**TRECHO SELECIONADO:**

Esses defeitos, acumulados ao longo de quarenta e cinco anos, empanavam a sacralidade do templo e contribuíam, muitas vezes, para afastar os fiéis.
Afinal, tocar o coração do Pai Celeste em um ambiente que não condiz com sua santa formosura parecia-lhes tarefa árdua.
A comunidade local foi se diluindo em outras paróquias, e a Sé, abandonada e obscurecida, mergulhou em triste decrepitude, chegando até a servir de casa de desocupados, etc.
A necessidade de reformas fez-se urgente quando um tijolo despencou do alto da cúpula e caiu no corredor.
Embora não causasse vítimas, o acidente levou à interdição imposta pelo CONTRU (Departamento de Controle de Uso de Imóveis, da Prefeitura), em 1999, quando averiguou-se que o edifício representava risco para os frequentadores.
Trabalhar na Catedral, um privilégio
Há males que vêm para bem. Os trabalhos de restauração levaram a empresa construtora a descobrir e reparar falhas cometidas na construção, agravadas por obras realizadas na região.
“A implantação do metrô fez com que o lençol de água se deslocasse para baixo, fazendo ceder o terreno sob a Catedral. Suas bases foram então rebaixadas de forma desigual e ocorreram rachaduras”, disse a engenheira Maria Aparecida.
Tais rachaduras, que afetavam principalmente as abóbadas, tinham solução trabalhosa. “Tudo na catedral é muito alto. As trincas estavam, às vezes, à altura de sessenta metros”, pontuou a engenheira.
Não foram essas as únicas dificuldades: a localização da planta original demorou mais que o previsto.
Tal atraso resultou em menor tempo útil e aumentou a pressa dos trabalhadores, mas não lhes tirou o ânimo.
“A equipe inteira ficou muito tocada por trabalhar na Catedral. Havia muito empenho, mesmo quando os trabalhos eram pesados”, contou a engenheira Maria Aparecida, frisando que todos os funcionários da restauração têm clara consciência de que foi essa a obra de suas vidas.

Registros do conjunto de dados de apontamento:
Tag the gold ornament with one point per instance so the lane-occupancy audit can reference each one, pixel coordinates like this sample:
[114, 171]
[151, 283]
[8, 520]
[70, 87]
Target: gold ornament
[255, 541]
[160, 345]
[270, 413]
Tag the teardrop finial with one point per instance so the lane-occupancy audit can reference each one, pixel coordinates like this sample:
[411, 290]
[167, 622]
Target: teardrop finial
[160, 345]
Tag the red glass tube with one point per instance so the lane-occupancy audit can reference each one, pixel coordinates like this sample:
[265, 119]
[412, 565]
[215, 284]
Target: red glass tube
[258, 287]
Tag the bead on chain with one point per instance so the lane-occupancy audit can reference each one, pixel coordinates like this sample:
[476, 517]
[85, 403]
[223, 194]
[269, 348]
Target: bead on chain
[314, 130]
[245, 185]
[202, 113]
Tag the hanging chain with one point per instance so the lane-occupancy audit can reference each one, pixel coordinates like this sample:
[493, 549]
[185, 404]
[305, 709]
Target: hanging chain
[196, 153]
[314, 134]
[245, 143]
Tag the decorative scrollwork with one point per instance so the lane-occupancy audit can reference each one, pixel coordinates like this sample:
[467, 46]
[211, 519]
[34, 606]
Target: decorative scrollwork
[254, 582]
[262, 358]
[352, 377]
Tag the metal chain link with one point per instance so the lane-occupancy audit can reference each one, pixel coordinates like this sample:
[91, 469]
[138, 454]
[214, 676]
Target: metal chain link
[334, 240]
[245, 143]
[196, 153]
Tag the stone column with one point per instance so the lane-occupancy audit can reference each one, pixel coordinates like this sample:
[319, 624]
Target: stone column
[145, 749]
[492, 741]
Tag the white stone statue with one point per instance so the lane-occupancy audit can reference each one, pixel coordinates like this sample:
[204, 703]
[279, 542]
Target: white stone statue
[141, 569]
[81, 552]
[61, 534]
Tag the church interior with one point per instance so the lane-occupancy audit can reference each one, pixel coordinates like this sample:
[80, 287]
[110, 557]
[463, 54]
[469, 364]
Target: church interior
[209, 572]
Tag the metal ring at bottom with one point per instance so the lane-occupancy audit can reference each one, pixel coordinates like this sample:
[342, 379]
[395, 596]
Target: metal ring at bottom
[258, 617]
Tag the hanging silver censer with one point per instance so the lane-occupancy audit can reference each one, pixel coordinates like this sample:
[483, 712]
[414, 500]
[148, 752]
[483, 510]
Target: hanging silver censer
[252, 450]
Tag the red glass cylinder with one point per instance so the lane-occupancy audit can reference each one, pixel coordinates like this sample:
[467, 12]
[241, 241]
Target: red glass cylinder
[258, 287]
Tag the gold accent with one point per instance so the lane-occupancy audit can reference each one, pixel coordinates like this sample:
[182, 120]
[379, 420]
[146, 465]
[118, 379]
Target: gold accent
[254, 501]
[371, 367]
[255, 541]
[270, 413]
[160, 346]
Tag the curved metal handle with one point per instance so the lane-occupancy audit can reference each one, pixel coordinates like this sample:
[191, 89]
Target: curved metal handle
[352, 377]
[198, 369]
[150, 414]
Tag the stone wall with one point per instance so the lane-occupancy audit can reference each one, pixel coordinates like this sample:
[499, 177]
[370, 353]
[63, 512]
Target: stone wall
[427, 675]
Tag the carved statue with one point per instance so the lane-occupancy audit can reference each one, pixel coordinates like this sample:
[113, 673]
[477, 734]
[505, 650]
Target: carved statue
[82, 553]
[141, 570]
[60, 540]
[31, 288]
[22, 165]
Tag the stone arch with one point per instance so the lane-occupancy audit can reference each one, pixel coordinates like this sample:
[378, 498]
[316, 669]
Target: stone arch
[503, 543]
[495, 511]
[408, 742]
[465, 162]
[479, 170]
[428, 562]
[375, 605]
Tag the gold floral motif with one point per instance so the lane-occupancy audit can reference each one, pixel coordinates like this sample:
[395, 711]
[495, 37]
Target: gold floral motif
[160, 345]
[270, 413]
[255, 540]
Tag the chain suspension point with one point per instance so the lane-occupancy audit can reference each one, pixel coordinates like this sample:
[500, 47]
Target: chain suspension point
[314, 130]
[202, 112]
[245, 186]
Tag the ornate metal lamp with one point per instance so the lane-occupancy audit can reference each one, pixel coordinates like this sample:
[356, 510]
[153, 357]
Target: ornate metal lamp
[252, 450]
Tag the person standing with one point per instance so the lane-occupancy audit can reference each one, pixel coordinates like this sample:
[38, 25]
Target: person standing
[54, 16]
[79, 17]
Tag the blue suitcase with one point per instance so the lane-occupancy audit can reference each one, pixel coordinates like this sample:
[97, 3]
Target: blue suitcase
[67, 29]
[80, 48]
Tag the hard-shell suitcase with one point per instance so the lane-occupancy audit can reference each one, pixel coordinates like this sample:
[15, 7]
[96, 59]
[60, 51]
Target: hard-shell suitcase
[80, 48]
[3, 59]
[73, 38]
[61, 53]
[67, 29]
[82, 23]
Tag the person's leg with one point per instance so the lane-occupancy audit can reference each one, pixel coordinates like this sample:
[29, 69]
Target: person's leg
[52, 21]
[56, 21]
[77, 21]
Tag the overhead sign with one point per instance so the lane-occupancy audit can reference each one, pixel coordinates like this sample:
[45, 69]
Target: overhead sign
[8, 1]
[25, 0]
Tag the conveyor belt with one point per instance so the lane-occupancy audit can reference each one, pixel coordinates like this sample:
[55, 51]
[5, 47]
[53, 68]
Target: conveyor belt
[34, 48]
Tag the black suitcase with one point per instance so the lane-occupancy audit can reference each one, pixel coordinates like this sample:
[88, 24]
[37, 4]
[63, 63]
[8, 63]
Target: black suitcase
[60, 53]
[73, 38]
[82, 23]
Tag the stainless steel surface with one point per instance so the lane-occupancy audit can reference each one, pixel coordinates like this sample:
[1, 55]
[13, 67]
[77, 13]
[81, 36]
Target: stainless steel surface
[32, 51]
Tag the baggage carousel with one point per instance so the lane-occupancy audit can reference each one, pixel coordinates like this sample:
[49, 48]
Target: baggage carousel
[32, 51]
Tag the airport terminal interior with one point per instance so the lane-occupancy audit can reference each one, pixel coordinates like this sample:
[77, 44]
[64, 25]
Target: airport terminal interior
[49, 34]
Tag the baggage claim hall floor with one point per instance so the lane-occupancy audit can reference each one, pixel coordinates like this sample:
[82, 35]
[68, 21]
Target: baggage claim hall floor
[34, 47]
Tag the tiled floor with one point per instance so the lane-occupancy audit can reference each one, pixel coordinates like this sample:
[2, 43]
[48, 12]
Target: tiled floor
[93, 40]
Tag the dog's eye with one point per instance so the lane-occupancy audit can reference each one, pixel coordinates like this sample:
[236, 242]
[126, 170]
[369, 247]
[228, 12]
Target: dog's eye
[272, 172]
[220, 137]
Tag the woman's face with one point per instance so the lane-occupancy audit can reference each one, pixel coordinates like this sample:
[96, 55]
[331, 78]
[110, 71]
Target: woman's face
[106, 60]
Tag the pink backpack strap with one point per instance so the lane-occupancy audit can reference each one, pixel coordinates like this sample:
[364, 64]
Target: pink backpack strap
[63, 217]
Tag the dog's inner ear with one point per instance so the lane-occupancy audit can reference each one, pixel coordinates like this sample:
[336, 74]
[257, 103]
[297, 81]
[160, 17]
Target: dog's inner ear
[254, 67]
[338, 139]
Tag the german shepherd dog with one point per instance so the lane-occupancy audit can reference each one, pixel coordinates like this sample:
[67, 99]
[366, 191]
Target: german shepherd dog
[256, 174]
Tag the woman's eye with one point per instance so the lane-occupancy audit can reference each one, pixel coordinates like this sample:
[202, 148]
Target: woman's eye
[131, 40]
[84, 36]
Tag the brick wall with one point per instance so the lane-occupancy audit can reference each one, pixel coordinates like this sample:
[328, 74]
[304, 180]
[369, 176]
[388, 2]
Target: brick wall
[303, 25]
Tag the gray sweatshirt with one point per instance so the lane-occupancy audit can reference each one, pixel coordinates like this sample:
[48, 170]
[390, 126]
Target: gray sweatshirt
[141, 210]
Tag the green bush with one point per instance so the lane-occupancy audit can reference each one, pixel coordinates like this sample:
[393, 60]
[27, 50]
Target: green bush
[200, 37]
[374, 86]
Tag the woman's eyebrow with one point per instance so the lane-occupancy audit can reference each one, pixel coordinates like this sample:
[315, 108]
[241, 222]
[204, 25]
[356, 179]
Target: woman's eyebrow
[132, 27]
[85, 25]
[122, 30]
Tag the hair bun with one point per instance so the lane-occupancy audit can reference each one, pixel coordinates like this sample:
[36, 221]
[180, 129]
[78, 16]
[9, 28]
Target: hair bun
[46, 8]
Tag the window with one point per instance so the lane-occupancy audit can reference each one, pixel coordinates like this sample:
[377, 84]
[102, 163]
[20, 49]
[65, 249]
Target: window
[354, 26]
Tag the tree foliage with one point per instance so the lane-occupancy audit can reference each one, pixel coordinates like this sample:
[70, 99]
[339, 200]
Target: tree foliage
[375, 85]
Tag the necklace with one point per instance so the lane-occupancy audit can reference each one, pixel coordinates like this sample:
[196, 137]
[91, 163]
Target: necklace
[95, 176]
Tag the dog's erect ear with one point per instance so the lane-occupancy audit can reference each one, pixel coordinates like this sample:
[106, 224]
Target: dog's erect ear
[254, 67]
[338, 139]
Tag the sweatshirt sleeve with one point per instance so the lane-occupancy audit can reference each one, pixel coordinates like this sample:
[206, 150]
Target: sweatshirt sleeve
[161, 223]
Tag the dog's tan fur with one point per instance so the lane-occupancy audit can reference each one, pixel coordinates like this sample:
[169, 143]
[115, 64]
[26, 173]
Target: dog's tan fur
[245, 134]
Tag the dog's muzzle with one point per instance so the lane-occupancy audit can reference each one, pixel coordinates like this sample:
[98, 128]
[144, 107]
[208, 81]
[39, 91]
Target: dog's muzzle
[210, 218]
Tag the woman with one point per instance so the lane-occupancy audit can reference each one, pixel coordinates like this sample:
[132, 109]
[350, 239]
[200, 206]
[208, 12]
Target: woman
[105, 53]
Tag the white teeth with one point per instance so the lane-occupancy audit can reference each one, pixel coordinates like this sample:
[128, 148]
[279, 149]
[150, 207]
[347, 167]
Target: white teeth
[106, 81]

**EXERCÍCIO PROPOSTO:** Dê continuidade ao texto sobre a restauração da Catedral a partir do ponto em que ele termina.

**RESPOSTA DO EXERCÍCIO:**
“Sinto-me muito privilegiada por ter participado de algo tão importante”, concluiu ela.
Restauração ficou melhor que o original
Não é difícil perceber que a graça de Deus agiu nessa obra de reforma; possibilitou até mesmo levar a cabo detalhes inconclusos do empreendimento original.
A planta da catedral, arquitetada em estilo gótico pelo alemão Maximiliano Hehl, em 1911, previa a construção de dezesseis torres. Todavia, apenas duas foram erigidas à época. Com a restauração, as quatorze torres faltantes foram incluídas.
Feitos em cobre, seus telhados tiveram de ser patinados em verde, pois é essa a coloração que as torres anteriores adquiriram no decorrer do tempo.
Apontando para o céu, e mais propriamente para Deus, as torres são elemento saliente em qualquer igreja, mas sobretudo nas góticas. Entretanto, mais característicos desse estilo são os belíssimos vitrais.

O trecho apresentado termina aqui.